Extracted records
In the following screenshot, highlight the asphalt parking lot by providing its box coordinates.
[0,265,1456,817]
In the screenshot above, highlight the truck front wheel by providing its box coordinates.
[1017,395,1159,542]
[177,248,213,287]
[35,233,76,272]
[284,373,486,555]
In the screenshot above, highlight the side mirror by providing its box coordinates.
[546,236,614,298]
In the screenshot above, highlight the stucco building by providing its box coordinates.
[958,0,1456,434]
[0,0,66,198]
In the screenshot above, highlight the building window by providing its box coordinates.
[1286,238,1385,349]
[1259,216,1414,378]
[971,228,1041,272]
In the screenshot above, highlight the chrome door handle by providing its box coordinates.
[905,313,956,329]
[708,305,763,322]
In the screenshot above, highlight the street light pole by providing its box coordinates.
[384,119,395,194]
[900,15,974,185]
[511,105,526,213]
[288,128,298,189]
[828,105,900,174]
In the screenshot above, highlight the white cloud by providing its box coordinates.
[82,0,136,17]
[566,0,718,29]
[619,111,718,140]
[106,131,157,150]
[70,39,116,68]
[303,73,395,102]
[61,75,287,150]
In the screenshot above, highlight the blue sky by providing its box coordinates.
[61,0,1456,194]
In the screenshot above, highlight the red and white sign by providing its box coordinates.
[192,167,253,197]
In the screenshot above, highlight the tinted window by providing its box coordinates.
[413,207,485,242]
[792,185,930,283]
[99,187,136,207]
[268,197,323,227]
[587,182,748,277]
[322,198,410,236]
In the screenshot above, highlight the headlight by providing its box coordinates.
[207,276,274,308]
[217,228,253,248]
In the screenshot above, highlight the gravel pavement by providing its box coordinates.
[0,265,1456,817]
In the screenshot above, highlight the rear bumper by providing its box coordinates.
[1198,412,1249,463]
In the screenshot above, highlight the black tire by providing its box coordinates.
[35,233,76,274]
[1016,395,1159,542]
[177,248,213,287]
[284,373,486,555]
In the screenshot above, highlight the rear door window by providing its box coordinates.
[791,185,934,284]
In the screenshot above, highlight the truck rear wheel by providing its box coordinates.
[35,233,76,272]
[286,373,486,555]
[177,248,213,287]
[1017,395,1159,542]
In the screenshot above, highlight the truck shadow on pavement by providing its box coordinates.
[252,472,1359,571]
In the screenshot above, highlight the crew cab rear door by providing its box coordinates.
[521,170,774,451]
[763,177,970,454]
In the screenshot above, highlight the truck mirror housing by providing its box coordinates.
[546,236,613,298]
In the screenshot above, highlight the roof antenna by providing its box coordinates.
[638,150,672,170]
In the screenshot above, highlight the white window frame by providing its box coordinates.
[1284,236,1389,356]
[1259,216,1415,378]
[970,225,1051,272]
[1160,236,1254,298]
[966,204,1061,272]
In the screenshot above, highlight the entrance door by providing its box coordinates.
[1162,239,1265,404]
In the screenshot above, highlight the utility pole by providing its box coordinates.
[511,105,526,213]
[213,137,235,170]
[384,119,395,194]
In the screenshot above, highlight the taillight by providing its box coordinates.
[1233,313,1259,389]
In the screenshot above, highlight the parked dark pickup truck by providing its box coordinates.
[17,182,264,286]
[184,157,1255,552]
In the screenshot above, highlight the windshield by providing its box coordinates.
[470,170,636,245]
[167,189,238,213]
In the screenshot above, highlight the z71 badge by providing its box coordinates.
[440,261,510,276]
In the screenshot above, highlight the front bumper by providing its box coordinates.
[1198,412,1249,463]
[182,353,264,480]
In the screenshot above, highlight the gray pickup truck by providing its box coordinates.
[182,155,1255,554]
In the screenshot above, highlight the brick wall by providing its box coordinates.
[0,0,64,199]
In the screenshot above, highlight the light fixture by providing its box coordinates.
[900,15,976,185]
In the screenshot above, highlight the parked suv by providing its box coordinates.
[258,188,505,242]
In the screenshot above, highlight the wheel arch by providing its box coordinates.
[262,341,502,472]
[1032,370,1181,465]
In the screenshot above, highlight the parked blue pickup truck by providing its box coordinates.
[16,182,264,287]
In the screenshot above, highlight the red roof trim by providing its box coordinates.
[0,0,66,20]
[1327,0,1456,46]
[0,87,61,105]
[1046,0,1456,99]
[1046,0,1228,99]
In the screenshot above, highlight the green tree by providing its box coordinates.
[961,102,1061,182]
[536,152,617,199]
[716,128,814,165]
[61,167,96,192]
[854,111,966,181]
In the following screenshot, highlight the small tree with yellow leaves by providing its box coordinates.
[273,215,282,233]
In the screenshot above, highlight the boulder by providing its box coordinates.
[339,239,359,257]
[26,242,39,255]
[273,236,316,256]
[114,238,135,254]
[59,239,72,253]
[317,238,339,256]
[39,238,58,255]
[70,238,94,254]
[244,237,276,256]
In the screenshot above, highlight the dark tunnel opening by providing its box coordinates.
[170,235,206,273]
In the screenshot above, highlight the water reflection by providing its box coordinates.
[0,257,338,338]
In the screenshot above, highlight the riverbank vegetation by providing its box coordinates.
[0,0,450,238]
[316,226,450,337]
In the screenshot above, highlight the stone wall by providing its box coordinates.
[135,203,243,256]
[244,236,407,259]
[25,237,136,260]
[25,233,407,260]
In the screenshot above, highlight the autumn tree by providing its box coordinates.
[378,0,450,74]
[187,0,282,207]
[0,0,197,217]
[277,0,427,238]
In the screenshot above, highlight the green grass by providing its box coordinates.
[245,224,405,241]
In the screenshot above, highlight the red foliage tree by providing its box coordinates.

Directions for this task -
Rewrite in full every line of the material, starting at the line that contains "In the screenshot above, highlight the black" and stopping after the line that contains "[791,185,934,284]". Raise each bounding-box coordinate by 29.

Result for this task -
In the screenshot above, highlight the black tire by providing its box coordinates.
[64,262,105,303]
[1045,424,1188,571]
[206,277,242,316]
[313,402,515,584]
In the screenshot above, highlight the rear door window by providing its box coordinates.
[820,214,963,313]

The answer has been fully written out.